**TASK BRIEF:**
Give the number of lines in the material below that contain the word "boxes", and nothing else.

▶

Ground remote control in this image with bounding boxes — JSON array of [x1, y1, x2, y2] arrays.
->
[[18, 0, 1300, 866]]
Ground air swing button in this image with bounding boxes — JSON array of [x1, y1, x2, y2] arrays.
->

◀

**EXERCISE SOLUTION:**
2